(Dataset records on where objects are located)
----------
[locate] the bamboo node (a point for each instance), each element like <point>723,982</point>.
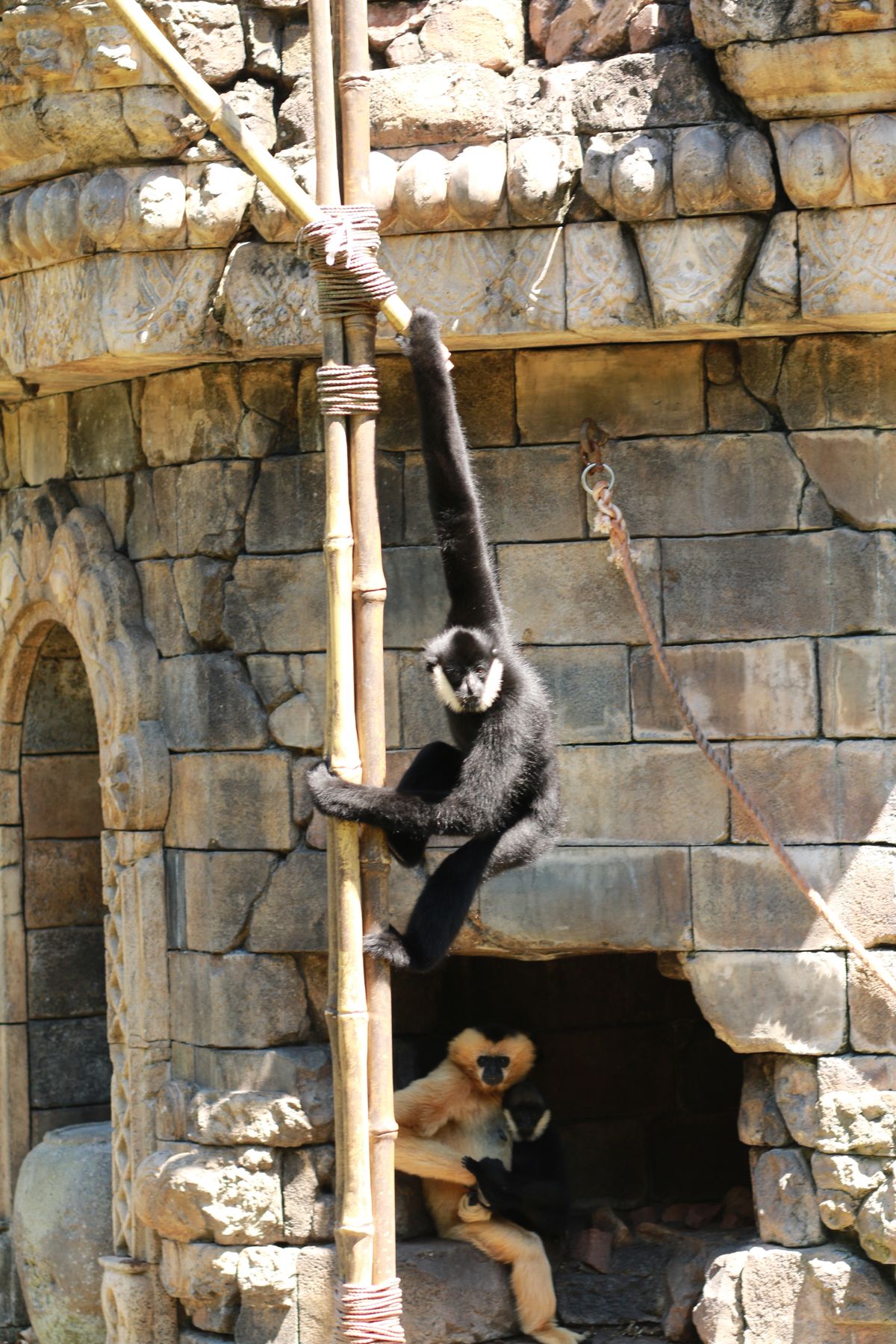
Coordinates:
<point>370,1313</point>
<point>341,248</point>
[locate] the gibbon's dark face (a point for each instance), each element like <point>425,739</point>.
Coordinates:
<point>467,673</point>
<point>526,1112</point>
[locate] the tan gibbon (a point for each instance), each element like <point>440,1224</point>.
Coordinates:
<point>454,1113</point>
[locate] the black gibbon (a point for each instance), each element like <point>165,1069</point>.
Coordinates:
<point>499,784</point>
<point>457,1112</point>
<point>534,1192</point>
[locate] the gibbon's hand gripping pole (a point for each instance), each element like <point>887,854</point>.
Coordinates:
<point>222,121</point>
<point>615,524</point>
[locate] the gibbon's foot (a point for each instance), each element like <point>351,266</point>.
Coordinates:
<point>388,945</point>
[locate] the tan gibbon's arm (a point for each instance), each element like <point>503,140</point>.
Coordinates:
<point>430,1159</point>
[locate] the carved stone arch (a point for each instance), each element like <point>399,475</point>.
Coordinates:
<point>58,564</point>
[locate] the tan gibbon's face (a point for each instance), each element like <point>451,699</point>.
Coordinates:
<point>494,1057</point>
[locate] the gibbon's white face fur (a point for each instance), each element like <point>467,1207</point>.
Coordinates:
<point>467,672</point>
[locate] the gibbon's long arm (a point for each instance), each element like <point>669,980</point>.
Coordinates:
<point>432,1160</point>
<point>469,576</point>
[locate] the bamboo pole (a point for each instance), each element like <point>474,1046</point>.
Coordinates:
<point>347,1001</point>
<point>370,598</point>
<point>225,124</point>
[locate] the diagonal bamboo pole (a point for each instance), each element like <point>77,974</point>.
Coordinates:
<point>225,124</point>
<point>370,597</point>
<point>347,1001</point>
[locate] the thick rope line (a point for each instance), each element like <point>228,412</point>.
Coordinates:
<point>621,553</point>
<point>370,1315</point>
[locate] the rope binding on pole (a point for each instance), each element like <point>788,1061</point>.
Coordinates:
<point>598,482</point>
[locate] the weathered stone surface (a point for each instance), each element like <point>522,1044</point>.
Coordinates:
<point>785,1198</point>
<point>623,388</point>
<point>871,1016</point>
<point>574,608</point>
<point>277,604</point>
<point>742,898</point>
<point>231,1196</point>
<point>696,268</point>
<point>856,470</point>
<point>859,685</point>
<point>833,382</point>
<point>588,898</point>
<point>62,883</point>
<point>210,895</point>
<point>761,688</point>
<point>672,87</point>
<point>759,1120</point>
<point>440,104</point>
<point>190,414</point>
<point>292,913</point>
<point>844,791</point>
<point>448,1289</point>
<point>812,77</point>
<point>210,705</point>
<point>62,1226</point>
<point>60,796</point>
<point>777,1001</point>
<point>642,794</point>
<point>235,999</point>
<point>775,586</point>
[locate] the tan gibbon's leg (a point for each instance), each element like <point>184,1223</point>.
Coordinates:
<point>529,1275</point>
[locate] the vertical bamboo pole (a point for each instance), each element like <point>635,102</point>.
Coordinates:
<point>347,1001</point>
<point>370,597</point>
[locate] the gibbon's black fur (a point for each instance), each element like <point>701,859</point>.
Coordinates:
<point>534,1192</point>
<point>499,784</point>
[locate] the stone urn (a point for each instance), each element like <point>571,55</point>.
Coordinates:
<point>62,1225</point>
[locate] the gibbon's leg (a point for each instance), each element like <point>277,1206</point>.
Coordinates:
<point>444,902</point>
<point>432,776</point>
<point>529,1275</point>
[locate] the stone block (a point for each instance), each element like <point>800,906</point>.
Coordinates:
<point>759,1120</point>
<point>625,389</point>
<point>66,972</point>
<point>856,470</point>
<point>671,87</point>
<point>820,791</point>
<point>60,797</point>
<point>191,414</point>
<point>785,1198</point>
<point>732,588</point>
<point>208,703</point>
<point>449,1290</point>
<point>69,1062</point>
<point>230,800</point>
<point>872,1027</point>
<point>583,898</point>
<point>859,685</point>
<point>777,1001</point>
<point>696,269</point>
<point>62,883</point>
<point>445,104</point>
<point>743,898</point>
<point>761,688</point>
<point>277,604</point>
<point>210,895</point>
<point>642,794</point>
<point>567,593</point>
<point>839,381</point>
<point>526,492</point>
<point>227,1195</point>
<point>290,915</point>
<point>60,714</point>
<point>104,437</point>
<point>235,999</point>
<point>813,77</point>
----------
* Requirement:
Reproduce the lines above verbatim, from the line with "[locate] the gibbon's hand" to the line with "<point>388,945</point>", both included.

* Reply:
[locate] the gibbon's hand gripping pole (a point for each instance), each element like <point>887,854</point>.
Coordinates:
<point>222,121</point>
<point>615,524</point>
[locate] the gibbon's foot (a point for each instance), each element like <point>351,266</point>.
Coordinates:
<point>388,945</point>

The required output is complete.